*ACTIVITY*: Word for word, restate the lines of the data from the first through the one containing "Target: white ceramic creamer jug", and nothing else.

*INPUT MATERIAL*:

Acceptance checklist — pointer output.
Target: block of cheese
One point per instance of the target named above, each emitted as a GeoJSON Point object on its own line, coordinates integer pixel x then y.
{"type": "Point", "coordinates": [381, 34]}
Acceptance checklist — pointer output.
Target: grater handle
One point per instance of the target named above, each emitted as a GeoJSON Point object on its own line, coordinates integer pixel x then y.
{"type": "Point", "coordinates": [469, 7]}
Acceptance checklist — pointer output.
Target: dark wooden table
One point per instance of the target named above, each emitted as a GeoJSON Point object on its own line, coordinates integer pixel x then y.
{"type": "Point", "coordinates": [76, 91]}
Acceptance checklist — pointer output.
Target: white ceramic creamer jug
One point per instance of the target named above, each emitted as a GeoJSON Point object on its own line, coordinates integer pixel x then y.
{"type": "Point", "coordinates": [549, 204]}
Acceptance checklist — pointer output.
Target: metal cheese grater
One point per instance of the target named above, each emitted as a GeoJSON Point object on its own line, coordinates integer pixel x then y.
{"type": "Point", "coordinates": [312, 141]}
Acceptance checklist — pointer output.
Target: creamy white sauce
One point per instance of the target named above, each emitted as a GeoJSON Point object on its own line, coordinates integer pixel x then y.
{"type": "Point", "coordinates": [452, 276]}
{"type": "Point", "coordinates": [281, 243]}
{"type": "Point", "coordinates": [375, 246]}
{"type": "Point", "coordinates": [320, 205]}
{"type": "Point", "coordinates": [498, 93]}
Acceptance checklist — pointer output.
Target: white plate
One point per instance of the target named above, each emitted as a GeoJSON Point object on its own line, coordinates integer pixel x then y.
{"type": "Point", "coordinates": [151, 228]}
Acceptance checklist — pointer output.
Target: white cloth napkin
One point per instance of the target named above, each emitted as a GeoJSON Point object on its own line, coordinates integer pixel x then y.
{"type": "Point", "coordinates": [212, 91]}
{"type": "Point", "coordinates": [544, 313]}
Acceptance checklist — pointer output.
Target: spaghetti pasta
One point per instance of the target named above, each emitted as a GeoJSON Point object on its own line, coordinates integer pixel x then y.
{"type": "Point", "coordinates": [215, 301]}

*ANSWER SPACE*:
Acceptance checklist — pointer output.
Target: block of cheese
One point per instance of the target named above, each emitted as a GeoJSON Point object on its own line, coordinates integer pixel x then y.
{"type": "Point", "coordinates": [381, 34]}
Acceptance checklist — pointer output.
Target: grater handle
One point per instance of the target named above, each emitted as a GeoJSON Point object on its own line, coordinates integer pixel x then y.
{"type": "Point", "coordinates": [469, 7]}
Acceptance checklist — pointer output.
Target: dark wooden table
One point per instance of the target named above, each emitted as a GeoJSON Point object on its own line, coordinates integer pixel x then y.
{"type": "Point", "coordinates": [76, 91]}
Acceptance checklist — pointer output.
Target: white ceramic creamer jug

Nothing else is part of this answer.